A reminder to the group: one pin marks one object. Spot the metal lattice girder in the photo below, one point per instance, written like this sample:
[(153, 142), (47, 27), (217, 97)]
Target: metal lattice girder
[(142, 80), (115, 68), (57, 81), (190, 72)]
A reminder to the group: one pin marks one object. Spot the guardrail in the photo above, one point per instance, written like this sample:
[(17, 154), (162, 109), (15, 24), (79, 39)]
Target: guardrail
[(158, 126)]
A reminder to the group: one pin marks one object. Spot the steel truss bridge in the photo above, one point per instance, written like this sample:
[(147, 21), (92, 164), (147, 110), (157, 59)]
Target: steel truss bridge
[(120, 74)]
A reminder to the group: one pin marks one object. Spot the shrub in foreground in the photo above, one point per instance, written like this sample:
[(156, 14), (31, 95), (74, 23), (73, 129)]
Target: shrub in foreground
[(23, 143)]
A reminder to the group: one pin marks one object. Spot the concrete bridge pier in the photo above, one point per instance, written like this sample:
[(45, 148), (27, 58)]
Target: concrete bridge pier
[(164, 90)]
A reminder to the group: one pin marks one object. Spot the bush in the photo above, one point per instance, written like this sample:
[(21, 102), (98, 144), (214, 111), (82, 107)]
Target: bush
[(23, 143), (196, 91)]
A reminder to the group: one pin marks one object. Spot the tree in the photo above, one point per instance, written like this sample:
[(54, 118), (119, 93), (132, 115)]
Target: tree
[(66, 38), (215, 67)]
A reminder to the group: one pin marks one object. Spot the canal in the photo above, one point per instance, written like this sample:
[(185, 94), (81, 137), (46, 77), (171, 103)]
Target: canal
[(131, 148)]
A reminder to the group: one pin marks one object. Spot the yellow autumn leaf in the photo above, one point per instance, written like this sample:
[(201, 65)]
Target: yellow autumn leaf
■ ■ ■
→ REQUIRED WORK
Retype the material above, character for character.

→ EXERCISE RESULT
A reminder to the group: one pin marks one object. Spot the metal lattice girder in the photo below, one point per instance, written like this sample:
[(153, 142), (47, 27), (217, 97)]
Target: metal lattice girder
[(142, 80), (115, 68), (57, 81), (190, 72)]
A reminder to the group: one pin marks one object. Spot the guardrail in the photo above, one point per instance, written like this sample:
[(17, 154), (162, 109), (15, 24), (79, 39)]
Target: guardrail
[(158, 126)]
A reminder to the group: one pin marks one object. Spot the steel truss bridge in the photo above, one point per instance, written like this sample:
[(147, 21), (92, 164), (147, 110), (157, 59)]
Target: steel truss bridge
[(120, 74)]
A reminder to the group: one pin marks one object. Spot the shrub in foreground in the photo above, one point per instance, written like this sample:
[(156, 14), (31, 95), (74, 23), (73, 129)]
Target: shrub in foreground
[(23, 143)]
A reminder to the group: one pin marks one object. Spot the concrete bridge pier in the photo above, one point per instance, written like this sample:
[(45, 148), (27, 58)]
Target: concrete bridge pier
[(164, 90)]
A reminder to the group: one pin marks one object. Spot the bush in the photo above, one point per instance, written like this sample:
[(21, 102), (98, 144), (214, 111), (82, 107)]
Target: bush
[(23, 143), (196, 91)]
A reminder to the group: one pin marks one object. Spot the tree in the photo above, one point per instance, written like this sample:
[(54, 118), (119, 93), (132, 115)]
Target: tree
[(66, 38), (215, 67)]
A reminder to the group: one pin marks one object. Spot the canal in the photo above, one point per instance, written like this sample:
[(185, 94), (81, 137), (46, 77), (171, 103)]
Target: canal
[(131, 148)]
A reminder to the group: one pin marks one object. Spot the yellow autumn leaf in the photo above, one point per instance, written like this sample:
[(201, 65)]
Target: yellow autumn leaf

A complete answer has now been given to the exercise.